[REQUIRED TASK]: Starting with the line that contains "Can you find the grass?" and going on through the line that contains "[[257, 71]]", write out the data below again, switching "forest" to "woods" and leaving everything else unchanged.

[SUPPLIED RECORDS]:
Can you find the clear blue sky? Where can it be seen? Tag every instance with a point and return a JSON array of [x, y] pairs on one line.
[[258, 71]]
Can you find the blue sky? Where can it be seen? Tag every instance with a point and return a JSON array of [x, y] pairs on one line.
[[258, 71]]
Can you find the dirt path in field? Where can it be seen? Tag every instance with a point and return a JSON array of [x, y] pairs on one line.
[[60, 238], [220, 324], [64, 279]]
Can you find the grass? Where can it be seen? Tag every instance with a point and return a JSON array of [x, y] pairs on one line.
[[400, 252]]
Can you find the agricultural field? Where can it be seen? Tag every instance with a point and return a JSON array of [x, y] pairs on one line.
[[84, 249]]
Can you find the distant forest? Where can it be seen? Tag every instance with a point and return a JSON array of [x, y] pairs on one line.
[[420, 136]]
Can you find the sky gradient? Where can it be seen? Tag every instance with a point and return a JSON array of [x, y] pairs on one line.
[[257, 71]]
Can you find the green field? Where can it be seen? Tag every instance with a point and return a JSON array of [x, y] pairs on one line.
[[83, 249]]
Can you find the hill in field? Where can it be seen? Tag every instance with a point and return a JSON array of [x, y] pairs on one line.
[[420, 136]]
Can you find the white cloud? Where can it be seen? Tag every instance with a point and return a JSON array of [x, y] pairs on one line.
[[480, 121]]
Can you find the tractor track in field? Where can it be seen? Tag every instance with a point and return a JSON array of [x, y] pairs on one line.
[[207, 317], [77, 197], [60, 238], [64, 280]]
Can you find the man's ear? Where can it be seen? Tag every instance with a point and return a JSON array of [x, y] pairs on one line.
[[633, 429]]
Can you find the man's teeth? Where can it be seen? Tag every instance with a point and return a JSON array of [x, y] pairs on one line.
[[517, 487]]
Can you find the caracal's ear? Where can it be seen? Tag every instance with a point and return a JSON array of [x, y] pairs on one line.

[ANSWER FOR THE TASK]:
Can you find the grass? Where can it be seen? Tag every instance with a point and return a JSON array of [x, y] pairs on one line.
[[400, 252]]
Can you find the agricultural field? Where can it be seen? Tag every instance with a point and return a JSON array of [x, y] pairs on one line.
[[84, 249]]
Can you find the distant woods? Where can it be seen? Tag every instance with a point and return a JSON array of [x, y] pairs on one line.
[[420, 136]]
Can you find the sky gradient? Where can it be seen? Tag every instance with a point and return a JSON array of [x, y] pairs on one line.
[[257, 71]]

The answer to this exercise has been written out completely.